EXCERPT =>
Archie "Gunslinger" Cooley (born 1940) is a former college football coach.  He served as the head football coach at Mississippi Valley State University from 1980 to 1986, University of Arkansas–Pine Bluff from 1987 to 1991, Norfolk State University in 1993, and Paul Quinn College from 2000 to 2006. At Mississippi Valley State, Cooley coached Jerry Rice, future Pro Football Hall of Fame wide receiver.

Early life
Cooley was born and Sumrall, Mississippi and raised in Laurel, Mississippi, where he attended Oak Park High School. He played college football at Jackson State University under John Merritt. Cooley graduated in 1962.

Coaching career
Cooley began his coaching career at Southside High School in Heidelberg, Mississippi, where he worked for seven years.  From  1971 to 1973 he was a linebacker and defensive line coach at Alcorn State University.  Cooley moved to Tennessee State University in 1974 as a linebacker coach.

The success Cooley achieved at Mississippi Valley State is attributed to his design of his innovative "Satellite Express" passing offense, which was a no huddle offense featuring five wide receivers.  Cooley led the Mississippi Valley State Delta Devils to their only Division I-AA playoff appearance in 1984. The 1984 Mississippi Valley State Delta Devils football team set different passing, receiving, and scoring records that featured Jerry Rice and quarterback Willie Totten. To this day, Cooley is the winningest coach in the history of the Delta Devil football program. He also served as an associate professor of physical education at Mississippi Valley State.

In 1987 Cooley moved on to University of Arkansas at Pine Bluff, which was then an NAIA member before the school moved up to the Southwestern Athletic Conference (SWAC) in the 1990s. He coached there for four years, from 1987 to 1990, and served as athletic director and associate professor.

In 1993, Cooley was hired as head coach at Norfolk State University, where he stayed for only one year.

GIVEN ENTRIES =>

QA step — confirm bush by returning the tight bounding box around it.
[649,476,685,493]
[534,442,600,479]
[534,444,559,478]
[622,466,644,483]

EXERCISE A => Summarize the coach's biography in two sentences.
EXERCISE B => Filter the listing down to the lines that contain the string "around". Case counts.
The coach's biography and the listing have nothing to do with each other.

EXERCISE ANSWER A => Archie "Gunslinger" Cooley is a former college football coach who was head coach at Mississippi Valley State University, University of Arkansas–Pine Bluff, Norfolk State University, and Paul Quinn College. At Mississippi Valley State, he designed the no-huddle "Satellite Express" passing offense, coached Jerry Rice, and led the Delta Devils to their only Division I-AA playoff appearance in 1984, and he remains the program's winningest coach.

EXERCISE ANSWER B =>
QA step — confirm bush by returning the tight bounding box around it.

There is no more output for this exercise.